[TASK TO COMPLETE] Stop after the line that contains "Target: label on bucket". Until then, retype each line of the entries exactly from the first one, skipping pictures.

── DATASET ENTRIES ──

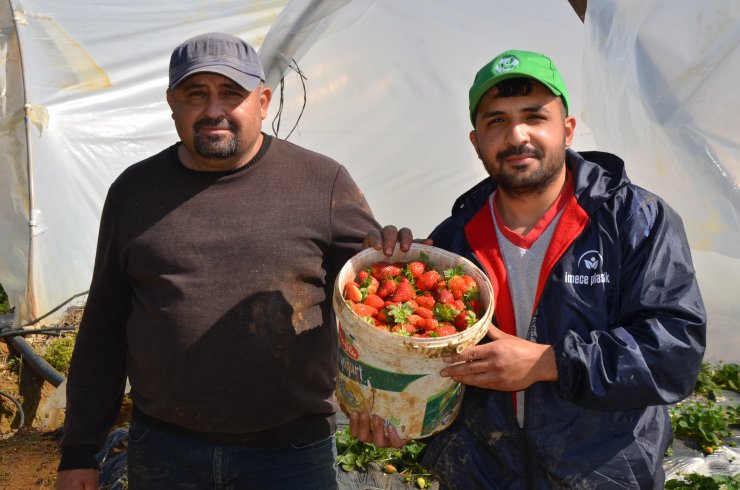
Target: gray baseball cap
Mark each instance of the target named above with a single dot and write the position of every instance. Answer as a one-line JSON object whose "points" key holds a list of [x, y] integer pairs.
{"points": [[217, 53]]}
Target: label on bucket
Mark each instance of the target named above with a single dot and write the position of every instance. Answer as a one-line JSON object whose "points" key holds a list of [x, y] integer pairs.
{"points": [[440, 409], [368, 375]]}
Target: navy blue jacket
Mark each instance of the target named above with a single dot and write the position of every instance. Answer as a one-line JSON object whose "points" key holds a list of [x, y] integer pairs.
{"points": [[623, 311]]}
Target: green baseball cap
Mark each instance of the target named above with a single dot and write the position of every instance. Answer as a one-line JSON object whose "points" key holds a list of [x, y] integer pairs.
{"points": [[514, 63]]}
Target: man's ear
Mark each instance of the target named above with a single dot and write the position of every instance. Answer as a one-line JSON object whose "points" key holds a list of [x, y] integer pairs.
{"points": [[170, 97], [570, 127], [265, 98], [474, 142]]}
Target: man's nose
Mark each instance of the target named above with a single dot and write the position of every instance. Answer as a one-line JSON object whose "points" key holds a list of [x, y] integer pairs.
{"points": [[214, 108]]}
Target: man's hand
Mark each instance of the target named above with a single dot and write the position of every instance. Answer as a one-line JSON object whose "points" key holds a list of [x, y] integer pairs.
{"points": [[373, 430], [82, 479], [506, 364], [387, 238]]}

───

[WRITTEN RESPONSE]
Target: gray baseball cap
Mark each instance of the target named above with a single dot and write the position of every instance. Answer as a one-line JSON object whose "points" key holds a list of [x, y] integer pairs.
{"points": [[217, 53]]}
Target: label on bucket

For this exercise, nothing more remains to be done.